Problem to work on —
Select every line below that contains the word "door", and copy each such line in full. Treat uppercase and lowercase letters as distinct.

Data for processing —
────────
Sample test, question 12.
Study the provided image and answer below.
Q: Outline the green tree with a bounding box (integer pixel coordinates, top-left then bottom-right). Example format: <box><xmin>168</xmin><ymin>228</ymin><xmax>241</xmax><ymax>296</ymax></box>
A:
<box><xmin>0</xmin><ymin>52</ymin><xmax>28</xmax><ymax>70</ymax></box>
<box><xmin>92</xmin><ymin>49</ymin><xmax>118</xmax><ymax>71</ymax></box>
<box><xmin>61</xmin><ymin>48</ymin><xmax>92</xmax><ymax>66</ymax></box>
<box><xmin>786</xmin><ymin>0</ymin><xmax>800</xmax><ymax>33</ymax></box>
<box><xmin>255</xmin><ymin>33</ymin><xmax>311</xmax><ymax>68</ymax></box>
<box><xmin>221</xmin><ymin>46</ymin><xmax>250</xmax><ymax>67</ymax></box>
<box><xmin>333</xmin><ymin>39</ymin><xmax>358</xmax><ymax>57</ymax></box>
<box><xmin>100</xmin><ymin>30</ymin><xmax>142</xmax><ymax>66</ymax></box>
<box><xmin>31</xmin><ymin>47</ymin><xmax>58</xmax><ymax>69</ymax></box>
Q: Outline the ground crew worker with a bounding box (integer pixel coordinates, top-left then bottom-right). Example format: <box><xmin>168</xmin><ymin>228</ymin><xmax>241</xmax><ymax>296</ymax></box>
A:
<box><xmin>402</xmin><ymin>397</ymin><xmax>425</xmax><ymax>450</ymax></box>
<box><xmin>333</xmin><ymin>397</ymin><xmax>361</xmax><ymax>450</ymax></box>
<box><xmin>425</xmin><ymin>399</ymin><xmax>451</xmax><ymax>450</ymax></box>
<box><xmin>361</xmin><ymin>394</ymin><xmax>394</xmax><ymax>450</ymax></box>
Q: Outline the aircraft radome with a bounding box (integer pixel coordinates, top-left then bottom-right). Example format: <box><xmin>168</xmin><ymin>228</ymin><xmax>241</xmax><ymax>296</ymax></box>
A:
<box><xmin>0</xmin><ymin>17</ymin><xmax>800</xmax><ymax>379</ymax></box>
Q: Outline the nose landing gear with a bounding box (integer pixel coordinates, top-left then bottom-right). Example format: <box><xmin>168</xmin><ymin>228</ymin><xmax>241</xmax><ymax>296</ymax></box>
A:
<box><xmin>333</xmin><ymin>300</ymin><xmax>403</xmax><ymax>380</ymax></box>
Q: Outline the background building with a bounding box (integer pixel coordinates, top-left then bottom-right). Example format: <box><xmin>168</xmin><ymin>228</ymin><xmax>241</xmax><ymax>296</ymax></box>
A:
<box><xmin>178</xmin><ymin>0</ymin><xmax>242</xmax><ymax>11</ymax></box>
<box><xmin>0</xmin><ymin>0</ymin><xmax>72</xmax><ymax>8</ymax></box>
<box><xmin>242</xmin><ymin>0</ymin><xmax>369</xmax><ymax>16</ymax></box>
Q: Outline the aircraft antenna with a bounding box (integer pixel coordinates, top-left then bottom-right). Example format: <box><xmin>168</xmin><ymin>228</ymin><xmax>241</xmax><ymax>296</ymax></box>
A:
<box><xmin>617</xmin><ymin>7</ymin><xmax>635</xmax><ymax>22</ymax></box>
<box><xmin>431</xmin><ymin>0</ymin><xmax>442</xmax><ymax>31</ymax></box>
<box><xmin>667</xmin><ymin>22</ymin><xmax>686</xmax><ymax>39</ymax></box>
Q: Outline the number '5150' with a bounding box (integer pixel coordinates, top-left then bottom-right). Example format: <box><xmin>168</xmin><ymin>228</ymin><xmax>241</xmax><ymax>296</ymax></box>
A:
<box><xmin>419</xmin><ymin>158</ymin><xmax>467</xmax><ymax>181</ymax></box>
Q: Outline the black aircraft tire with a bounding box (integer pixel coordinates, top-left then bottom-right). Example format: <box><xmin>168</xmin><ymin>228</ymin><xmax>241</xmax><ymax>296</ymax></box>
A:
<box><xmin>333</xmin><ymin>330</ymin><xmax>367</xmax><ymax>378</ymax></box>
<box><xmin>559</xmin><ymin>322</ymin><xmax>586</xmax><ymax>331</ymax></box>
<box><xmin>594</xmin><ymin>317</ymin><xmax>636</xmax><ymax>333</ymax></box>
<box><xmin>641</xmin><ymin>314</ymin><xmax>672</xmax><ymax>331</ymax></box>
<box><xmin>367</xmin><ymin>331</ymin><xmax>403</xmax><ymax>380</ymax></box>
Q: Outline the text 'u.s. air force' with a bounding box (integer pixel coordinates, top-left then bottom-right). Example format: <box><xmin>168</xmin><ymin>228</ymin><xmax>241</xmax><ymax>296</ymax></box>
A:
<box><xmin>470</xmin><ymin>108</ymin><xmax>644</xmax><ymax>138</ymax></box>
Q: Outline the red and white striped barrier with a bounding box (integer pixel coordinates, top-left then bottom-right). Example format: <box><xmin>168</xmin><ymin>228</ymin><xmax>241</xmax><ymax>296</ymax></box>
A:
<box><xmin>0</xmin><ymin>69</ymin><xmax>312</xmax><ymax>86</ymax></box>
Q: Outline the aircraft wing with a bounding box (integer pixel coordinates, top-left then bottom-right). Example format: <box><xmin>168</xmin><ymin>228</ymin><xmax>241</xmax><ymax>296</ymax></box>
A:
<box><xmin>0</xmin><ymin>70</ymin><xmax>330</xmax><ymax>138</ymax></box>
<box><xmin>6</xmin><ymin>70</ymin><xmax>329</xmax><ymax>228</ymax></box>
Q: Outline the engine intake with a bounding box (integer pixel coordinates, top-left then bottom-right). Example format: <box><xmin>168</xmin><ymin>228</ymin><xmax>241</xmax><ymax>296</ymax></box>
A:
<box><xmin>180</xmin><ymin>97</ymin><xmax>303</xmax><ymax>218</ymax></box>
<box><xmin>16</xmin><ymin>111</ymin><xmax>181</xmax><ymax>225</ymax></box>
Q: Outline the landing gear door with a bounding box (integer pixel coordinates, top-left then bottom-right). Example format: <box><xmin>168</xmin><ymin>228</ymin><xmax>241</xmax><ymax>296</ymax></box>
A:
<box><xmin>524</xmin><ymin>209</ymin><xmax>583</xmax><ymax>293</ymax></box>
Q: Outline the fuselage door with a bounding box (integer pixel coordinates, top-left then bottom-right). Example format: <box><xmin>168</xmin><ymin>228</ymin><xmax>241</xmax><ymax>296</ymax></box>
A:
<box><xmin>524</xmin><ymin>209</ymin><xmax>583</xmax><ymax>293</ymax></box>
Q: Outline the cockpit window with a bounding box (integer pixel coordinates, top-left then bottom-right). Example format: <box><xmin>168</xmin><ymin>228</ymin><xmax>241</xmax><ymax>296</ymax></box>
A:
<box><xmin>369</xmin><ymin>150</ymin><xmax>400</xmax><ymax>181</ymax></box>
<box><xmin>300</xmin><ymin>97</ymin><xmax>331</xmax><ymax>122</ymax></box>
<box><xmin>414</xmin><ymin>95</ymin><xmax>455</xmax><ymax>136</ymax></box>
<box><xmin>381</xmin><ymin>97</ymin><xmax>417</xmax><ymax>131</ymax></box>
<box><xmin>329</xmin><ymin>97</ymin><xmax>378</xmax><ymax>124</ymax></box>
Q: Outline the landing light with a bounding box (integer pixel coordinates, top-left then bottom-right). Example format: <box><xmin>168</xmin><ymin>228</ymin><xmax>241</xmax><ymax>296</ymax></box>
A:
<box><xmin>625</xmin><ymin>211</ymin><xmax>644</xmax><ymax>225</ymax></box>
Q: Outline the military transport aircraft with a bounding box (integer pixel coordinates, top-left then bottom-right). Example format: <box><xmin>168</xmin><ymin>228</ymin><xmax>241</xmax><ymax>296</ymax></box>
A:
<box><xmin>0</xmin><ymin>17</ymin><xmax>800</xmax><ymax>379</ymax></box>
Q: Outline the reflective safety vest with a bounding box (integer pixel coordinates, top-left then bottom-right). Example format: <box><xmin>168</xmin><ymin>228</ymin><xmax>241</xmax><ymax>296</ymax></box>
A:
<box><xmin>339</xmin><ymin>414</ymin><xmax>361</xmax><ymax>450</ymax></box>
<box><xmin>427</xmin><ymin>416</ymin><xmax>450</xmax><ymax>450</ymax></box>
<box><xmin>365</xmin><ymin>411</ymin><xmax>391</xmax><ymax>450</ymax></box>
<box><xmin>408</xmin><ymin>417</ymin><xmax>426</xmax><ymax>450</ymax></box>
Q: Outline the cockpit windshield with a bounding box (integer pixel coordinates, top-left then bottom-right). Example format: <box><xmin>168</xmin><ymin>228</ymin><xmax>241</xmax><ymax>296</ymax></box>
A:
────────
Correct response —
Q: Outline the landing gear door with a bounding box (integer pixel coordinates, top-left then bottom-right). Example format: <box><xmin>168</xmin><ymin>228</ymin><xmax>241</xmax><ymax>296</ymax></box>
Q: Outline the fuselage door with a bounding box (integer pixel coordinates, top-left then bottom-right). Example format: <box><xmin>168</xmin><ymin>228</ymin><xmax>241</xmax><ymax>296</ymax></box>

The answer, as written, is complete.